Page excerpt:
__________
Table 3. Estimated factor loadings and thresholds of the free-baseline model for the self-report zygosity items

MZ, monozygotic twins; DZ, dizygotic twins; SE, standard error; RMSEA, root mean square error approximation; CFI, comparative fit Index; TLI, Tucker-Lewis index; SRMR, standardized root mean square residual. Note: Only parameters of one twin are shown here, as all item parameters are constrained to be the same within twin pairs. ‘Strangers’ is used as the referent item, with the factor loadings fixed to 1 and threshold parameters constrained to be equal between MZ and DZ twins.
__________
Material supplied:

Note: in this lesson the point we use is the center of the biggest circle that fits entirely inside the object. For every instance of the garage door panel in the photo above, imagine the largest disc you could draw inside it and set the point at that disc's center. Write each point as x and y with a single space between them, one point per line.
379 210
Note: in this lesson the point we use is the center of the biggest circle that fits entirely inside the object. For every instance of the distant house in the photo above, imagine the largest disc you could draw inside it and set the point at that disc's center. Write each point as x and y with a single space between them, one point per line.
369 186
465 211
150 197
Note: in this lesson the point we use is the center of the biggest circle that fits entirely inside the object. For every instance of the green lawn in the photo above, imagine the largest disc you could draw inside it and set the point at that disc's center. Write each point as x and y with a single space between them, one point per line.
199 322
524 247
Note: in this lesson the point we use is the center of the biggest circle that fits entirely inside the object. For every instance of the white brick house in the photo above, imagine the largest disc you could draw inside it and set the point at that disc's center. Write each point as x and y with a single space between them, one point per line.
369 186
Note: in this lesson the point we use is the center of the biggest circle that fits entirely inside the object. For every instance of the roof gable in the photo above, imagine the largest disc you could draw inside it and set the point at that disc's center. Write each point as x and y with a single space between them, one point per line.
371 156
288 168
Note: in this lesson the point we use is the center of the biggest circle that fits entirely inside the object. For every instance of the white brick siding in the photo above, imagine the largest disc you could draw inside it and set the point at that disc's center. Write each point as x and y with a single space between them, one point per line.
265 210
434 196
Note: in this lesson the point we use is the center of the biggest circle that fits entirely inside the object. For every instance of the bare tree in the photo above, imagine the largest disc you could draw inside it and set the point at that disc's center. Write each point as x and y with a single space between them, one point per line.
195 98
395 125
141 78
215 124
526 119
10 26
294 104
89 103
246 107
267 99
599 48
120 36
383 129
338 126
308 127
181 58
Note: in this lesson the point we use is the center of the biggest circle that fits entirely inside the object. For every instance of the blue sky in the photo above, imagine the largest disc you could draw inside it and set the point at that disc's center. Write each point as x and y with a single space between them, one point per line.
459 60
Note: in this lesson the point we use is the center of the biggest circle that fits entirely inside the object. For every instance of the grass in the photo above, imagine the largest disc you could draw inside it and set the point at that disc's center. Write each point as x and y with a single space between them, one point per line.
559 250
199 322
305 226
__________
Task instructions:
A: In the zygosity table notes, which item is used as the referent item?
B: Say whether each statement agrees with the zygosity table notes, answering yes or no and quoting the deciding words: (i) Parameters for both twins in each pair are shown. (ii) The referent item's factor loadings are fixed to 1. (iii) TLI stands for Tucker-Lewis index.
C: Carry the zygosity table notes on past their final sentence.

Written responses:
A: 'Strangers'

B:
(i) No: "Only parameters of one twin are shown here"
(ii) Yes: "with the factor loadings fixed to 1"
(iii) Yes: "TLI, Tucker-Lewis index"

C:
Next, we fit four constrained models in which, one item at a time, in addition to the ‘strangers’ item, factor loadings and threshold parameters of each item were simultaneously constrained to be equal between MZ and DZ pairs. The model fit of these constrained models was compared against the ‘free-baseline’ model using chi-square tests (Supplementary Table 2). With the exception of the ‘two peas’ item, there was a statistically significant decrease in model fit when the item parameters were constrained to be equal between MZ and DZ pairs, suggesting DIF between MZ and DZ twins in the ‘parents’, ‘relatives’ and ‘teachers’ items.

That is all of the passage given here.